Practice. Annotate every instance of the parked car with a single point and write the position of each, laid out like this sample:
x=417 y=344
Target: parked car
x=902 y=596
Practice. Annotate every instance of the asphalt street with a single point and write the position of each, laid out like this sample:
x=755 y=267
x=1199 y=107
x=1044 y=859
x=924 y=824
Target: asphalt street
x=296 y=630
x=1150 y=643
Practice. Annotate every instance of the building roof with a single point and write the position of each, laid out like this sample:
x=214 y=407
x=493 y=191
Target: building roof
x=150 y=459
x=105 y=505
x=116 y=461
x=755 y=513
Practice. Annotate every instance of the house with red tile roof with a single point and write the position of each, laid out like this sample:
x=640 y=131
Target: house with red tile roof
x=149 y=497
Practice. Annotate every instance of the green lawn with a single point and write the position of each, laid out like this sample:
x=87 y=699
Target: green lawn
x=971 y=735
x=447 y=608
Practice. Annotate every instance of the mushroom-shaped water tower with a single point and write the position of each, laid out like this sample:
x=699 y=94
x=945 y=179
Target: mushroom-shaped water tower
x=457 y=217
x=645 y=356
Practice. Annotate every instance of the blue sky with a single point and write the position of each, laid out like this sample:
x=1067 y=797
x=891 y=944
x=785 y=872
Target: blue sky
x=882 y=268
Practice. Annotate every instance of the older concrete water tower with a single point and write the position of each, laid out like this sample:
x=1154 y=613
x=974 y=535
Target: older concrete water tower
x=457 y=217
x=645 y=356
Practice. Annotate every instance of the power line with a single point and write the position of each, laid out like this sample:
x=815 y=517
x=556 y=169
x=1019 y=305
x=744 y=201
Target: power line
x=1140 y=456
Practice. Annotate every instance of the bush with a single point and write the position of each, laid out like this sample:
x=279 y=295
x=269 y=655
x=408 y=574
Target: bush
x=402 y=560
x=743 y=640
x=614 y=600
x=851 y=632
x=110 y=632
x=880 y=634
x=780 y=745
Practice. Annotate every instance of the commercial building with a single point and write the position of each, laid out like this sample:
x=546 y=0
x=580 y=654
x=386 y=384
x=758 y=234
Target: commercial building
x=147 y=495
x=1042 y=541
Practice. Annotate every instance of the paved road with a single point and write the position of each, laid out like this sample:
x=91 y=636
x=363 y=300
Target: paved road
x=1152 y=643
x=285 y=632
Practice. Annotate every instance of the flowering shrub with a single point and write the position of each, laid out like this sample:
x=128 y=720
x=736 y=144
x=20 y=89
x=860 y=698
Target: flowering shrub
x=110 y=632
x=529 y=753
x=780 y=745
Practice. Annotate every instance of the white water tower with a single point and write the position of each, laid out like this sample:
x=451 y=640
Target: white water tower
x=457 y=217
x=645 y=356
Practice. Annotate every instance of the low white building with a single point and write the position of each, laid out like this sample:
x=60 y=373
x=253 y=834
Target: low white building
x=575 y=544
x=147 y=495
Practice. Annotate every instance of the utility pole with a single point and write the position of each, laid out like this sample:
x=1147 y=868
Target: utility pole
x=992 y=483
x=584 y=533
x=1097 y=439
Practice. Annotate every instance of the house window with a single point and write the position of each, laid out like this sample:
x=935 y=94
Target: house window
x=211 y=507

+++++

*INSTRUCTION*
Copy all of the data above word for word, with every line kept in its original order.

*COMPLETE RESPONSE*
Practice. Annotate every instance of the parked car with a single point and write the position of each, laid out like this sample:
x=417 y=344
Target: parked car
x=902 y=596
Practice. Annotate every instance of the asphalt street with a single point and write the position of each, laid out like this sample:
x=755 y=267
x=1199 y=107
x=1044 y=859
x=924 y=824
Target: asphalt street
x=296 y=630
x=1150 y=643
Practice. Annotate every instance of the building roof with a single point and write the position of each, laid out like this sample:
x=214 y=407
x=493 y=191
Target: building roof
x=150 y=459
x=105 y=505
x=116 y=461
x=755 y=513
Practice. Annotate every instance of the house with red tile roof with a single point and write the position of each, laid out like this sample:
x=640 y=131
Target: house with red tile roof
x=149 y=497
Practice. Annotate every instance of the green lawn with a single point and write the position of each, laid out like this sample:
x=87 y=699
Target: green lawn
x=971 y=735
x=447 y=608
Practice. Annotate every instance of the mushroom-shaped water tower with a single point and write the position of each, laid out like this sample:
x=699 y=94
x=945 y=179
Target: mushroom-shaped water tower
x=457 y=217
x=645 y=356
Practice. Annotate every instance of the blue sky with a single point and write the position of each, laid out like this sample:
x=1067 y=797
x=891 y=944
x=785 y=872
Target: blue sky
x=882 y=268
Practice. Annotate every instance of the older concrete water tower with a single point and write the position of each, laid out like this sample:
x=1154 y=613
x=974 y=535
Target: older concrete water tower
x=457 y=217
x=645 y=356
Practice. Annotate every instance of the power line with a single point and write the position of each, laid out like this sample:
x=815 y=517
x=556 y=169
x=1019 y=305
x=744 y=201
Target: power line
x=1140 y=456
Practice. Annotate every instance of the bush with a single point and write the position of each, laid out like this sample:
x=279 y=295
x=269 y=655
x=408 y=574
Target: bush
x=402 y=560
x=743 y=640
x=614 y=600
x=851 y=632
x=110 y=632
x=880 y=634
x=780 y=745
Practice. Annotate every instance of the commercial building with a single point and write the position of each, laid out like this sample:
x=546 y=0
x=580 y=654
x=386 y=384
x=758 y=234
Target: commercial building
x=147 y=495
x=1042 y=541
Practice. Annotate every instance of the paved road with a single point and write the position of each, laid out like this sample:
x=91 y=636
x=363 y=300
Target: paved road
x=1152 y=643
x=285 y=632
Practice. Annotate every instance of the flowering shrub with a single point and write the position of each, laid out like this sample:
x=128 y=720
x=736 y=144
x=20 y=89
x=860 y=698
Target: flowering shrub
x=110 y=632
x=529 y=753
x=780 y=745
Practice. Annotate every instance of the white water tower with a single point and write the position of each, laid out like this sample:
x=451 y=640
Target: white water tower
x=457 y=217
x=645 y=356
Practice. Annotate every instance of the low white building with a single point and write the position of each, laid out like this sample:
x=60 y=373
x=253 y=834
Target: low white building
x=575 y=544
x=147 y=495
Practice. Annotate every instance of the utility pole with a single point and write the position of each, laid out like this sample:
x=1147 y=868
Target: utility pole
x=992 y=483
x=584 y=533
x=1097 y=439
Practice. Annotate every instance of the house window with a single point and write the position of each, laid out like this sample:
x=935 y=94
Target: house window
x=211 y=507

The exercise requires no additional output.